◆ Rows ◆
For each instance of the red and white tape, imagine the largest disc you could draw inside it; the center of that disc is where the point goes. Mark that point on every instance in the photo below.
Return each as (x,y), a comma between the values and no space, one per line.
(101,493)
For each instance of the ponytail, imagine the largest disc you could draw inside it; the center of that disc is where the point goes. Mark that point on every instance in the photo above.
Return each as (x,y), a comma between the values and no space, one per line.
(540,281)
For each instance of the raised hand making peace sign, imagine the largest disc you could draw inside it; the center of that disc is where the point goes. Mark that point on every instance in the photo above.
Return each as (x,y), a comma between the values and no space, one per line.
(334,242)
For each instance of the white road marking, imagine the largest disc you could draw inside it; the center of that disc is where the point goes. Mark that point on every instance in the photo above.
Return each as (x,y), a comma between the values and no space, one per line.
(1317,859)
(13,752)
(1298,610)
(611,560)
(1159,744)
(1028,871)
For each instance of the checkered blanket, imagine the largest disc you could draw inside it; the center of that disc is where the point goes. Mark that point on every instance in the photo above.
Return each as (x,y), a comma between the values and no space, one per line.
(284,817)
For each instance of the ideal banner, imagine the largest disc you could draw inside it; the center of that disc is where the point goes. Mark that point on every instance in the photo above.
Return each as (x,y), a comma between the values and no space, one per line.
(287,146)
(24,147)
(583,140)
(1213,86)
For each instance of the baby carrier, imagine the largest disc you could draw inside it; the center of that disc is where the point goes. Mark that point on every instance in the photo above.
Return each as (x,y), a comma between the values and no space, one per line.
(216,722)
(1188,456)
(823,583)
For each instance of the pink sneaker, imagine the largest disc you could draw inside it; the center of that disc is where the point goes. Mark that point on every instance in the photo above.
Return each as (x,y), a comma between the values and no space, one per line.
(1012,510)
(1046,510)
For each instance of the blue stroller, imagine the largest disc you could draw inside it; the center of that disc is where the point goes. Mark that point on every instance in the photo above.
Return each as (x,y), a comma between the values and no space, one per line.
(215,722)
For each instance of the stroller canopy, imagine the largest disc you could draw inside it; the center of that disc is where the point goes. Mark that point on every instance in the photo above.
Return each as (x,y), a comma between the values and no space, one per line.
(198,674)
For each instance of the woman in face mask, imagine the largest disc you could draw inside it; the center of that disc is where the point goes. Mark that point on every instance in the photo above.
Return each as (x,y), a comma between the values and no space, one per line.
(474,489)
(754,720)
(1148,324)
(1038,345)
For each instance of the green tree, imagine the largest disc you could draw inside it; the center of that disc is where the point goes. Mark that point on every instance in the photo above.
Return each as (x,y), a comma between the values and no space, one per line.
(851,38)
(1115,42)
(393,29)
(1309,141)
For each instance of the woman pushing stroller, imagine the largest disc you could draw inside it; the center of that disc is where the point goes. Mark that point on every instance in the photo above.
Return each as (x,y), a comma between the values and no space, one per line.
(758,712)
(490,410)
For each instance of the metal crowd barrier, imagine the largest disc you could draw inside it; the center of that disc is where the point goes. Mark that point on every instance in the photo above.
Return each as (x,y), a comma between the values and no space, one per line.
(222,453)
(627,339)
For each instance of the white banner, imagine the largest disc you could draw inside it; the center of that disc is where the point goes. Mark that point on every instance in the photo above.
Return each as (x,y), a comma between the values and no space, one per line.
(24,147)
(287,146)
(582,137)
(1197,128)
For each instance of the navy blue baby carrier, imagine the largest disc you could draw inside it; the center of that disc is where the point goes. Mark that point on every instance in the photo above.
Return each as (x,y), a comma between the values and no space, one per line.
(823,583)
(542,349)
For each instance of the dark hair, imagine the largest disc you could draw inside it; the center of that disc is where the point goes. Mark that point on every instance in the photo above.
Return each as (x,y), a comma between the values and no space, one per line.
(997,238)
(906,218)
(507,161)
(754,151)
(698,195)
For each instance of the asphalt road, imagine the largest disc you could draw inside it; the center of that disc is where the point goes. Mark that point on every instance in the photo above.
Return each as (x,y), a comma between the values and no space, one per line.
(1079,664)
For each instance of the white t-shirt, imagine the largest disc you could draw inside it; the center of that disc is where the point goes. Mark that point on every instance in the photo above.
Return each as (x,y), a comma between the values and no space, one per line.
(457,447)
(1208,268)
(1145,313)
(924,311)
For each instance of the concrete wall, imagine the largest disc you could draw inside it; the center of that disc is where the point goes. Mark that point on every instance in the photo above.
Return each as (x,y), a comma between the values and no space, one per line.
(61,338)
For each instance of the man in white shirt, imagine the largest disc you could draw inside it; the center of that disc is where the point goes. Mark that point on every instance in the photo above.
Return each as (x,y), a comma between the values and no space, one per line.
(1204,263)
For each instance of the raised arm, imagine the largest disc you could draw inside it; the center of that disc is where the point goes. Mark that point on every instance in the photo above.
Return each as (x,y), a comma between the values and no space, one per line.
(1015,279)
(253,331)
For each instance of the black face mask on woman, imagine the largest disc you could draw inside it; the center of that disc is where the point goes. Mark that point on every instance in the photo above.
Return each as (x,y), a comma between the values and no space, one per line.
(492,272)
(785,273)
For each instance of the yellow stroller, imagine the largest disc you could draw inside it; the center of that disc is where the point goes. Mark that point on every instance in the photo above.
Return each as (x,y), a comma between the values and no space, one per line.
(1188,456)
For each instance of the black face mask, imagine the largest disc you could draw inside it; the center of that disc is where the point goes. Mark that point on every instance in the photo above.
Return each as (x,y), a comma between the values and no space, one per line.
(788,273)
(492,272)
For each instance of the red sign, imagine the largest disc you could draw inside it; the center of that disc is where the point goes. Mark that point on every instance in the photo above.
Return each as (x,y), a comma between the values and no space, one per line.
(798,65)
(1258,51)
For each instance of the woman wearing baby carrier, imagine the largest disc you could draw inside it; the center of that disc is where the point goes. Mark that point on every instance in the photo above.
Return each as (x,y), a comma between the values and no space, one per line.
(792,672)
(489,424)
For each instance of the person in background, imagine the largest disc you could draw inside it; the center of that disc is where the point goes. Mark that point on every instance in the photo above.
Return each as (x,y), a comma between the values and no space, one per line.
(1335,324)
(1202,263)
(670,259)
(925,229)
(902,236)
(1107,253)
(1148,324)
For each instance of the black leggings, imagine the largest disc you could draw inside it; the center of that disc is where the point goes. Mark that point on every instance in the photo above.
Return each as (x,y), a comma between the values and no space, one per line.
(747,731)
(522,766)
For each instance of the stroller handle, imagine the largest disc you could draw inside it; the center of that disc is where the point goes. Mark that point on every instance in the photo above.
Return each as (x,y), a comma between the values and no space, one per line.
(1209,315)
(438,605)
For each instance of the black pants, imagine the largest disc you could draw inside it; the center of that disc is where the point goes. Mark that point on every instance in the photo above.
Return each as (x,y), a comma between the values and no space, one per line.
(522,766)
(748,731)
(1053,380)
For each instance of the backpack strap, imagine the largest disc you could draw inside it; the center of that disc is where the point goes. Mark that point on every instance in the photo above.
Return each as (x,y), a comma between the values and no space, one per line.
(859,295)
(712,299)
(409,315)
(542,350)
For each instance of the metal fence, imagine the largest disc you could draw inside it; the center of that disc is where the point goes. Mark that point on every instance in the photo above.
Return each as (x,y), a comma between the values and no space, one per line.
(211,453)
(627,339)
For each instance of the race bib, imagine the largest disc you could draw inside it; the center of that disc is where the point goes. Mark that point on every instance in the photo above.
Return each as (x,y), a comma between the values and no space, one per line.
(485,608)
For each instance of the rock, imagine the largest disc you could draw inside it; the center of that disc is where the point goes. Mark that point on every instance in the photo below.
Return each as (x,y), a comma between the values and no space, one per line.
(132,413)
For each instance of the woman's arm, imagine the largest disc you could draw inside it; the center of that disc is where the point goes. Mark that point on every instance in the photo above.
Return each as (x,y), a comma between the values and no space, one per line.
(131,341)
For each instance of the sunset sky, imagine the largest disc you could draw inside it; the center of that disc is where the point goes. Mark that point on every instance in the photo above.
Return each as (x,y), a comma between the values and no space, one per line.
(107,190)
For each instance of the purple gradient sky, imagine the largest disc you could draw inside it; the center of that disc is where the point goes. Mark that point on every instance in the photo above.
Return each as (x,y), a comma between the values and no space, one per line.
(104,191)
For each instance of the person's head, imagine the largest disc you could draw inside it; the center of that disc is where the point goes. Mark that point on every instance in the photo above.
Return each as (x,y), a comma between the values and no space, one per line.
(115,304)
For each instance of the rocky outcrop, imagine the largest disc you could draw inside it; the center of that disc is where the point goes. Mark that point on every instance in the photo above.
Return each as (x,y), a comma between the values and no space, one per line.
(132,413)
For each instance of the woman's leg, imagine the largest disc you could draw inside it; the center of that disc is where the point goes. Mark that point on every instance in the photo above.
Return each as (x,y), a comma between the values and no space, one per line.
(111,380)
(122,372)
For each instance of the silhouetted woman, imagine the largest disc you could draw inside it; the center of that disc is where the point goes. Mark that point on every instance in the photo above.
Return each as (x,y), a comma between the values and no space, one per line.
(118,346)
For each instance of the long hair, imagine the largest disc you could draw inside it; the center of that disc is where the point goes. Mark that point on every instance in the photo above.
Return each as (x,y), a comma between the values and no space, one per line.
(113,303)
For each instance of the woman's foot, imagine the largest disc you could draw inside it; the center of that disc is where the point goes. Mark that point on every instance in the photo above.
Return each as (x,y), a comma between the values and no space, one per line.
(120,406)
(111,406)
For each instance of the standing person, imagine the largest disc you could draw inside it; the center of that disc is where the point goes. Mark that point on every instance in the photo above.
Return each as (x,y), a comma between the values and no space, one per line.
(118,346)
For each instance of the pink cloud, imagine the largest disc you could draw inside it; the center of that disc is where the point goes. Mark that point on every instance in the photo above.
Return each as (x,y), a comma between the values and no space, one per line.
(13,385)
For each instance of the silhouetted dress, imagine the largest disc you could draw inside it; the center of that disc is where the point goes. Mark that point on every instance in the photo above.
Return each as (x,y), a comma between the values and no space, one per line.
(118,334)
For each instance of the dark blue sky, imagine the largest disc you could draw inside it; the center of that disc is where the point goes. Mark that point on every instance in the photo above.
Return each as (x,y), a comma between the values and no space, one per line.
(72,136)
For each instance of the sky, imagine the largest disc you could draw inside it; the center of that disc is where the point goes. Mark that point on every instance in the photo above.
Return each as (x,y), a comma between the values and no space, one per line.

◆ Challenge ◆
Rewrite everything from the line containing "For each instance of the sky, imagine" down to the end of the records, substituting "biggest" for "largest" and changing nothing else.

◆ Complete response ◆
For each instance of the sky, imagine the biggest disc you could draw inside it; the center of that disc is where the point goes. Mark that point on every instance in the photo above.
Return each as (x,y), a comma between the values and no space, one per line.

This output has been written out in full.